Aim of the task:
The answer should contain all of the records below, each one copied word for word.

Available data:

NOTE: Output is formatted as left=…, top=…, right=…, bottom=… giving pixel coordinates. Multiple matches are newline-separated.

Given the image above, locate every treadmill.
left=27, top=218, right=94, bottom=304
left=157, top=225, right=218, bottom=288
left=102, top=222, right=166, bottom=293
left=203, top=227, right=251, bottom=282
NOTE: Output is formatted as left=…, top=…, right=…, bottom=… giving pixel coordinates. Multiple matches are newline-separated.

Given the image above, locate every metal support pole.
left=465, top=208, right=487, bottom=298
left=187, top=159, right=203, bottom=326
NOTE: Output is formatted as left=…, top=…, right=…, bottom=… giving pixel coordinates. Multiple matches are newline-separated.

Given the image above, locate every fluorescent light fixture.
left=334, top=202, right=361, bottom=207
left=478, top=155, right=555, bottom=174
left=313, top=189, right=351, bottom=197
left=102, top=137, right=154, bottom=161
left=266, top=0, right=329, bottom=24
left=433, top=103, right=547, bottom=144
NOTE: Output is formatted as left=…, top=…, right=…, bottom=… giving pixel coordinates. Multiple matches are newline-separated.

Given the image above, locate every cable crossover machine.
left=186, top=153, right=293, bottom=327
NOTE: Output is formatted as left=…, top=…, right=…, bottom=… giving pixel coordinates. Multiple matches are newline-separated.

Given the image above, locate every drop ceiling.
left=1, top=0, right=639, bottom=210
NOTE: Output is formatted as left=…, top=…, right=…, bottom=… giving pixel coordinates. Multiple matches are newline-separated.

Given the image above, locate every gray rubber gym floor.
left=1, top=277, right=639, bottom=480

Task output:
NOTE: Output is formatted as left=…, top=…, right=…, bottom=… giving pixel coordinates. Multiple matches are newline-separated.

Given the image above, locate every treadmill.
left=27, top=218, right=94, bottom=304
left=157, top=225, right=218, bottom=288
left=102, top=222, right=166, bottom=293
left=203, top=227, right=251, bottom=282
NOTE: Output is formatted as left=…, top=…, right=…, bottom=… giving pixel coordinates. Multiple matches are newline-separated.

Given the image above, locate every metal support pole.
left=465, top=208, right=487, bottom=298
left=187, top=159, right=203, bottom=326
NOTE: Output is formatted as left=…, top=…, right=…, bottom=… giving pixel coordinates. Multiple matches are newline-separated.

Given the image above, locate every fluorescent light fixture.
left=334, top=202, right=361, bottom=207
left=478, top=155, right=555, bottom=174
left=313, top=189, right=351, bottom=197
left=102, top=137, right=154, bottom=161
left=266, top=0, right=329, bottom=24
left=433, top=103, right=547, bottom=144
NOTE: Output is formatted as left=…, top=…, right=…, bottom=… giving pixel coordinates. Multiple matches are newline-separated.

Given the image above, locate every cable crossover machine.
left=186, top=153, right=293, bottom=327
NOTE: Output is formatted as left=…, top=…, right=…, bottom=… giving pixel coordinates. Multiple matches are newline-separated.

Given the image above, locate every drop ceiling.
left=1, top=0, right=639, bottom=210
NOTE: Output is formatted as left=…, top=…, right=…, bottom=… giving pixel coordinates. Multiple matches are newline-separated.

Given the image above, locate every gray rubber gym floor.
left=1, top=277, right=639, bottom=480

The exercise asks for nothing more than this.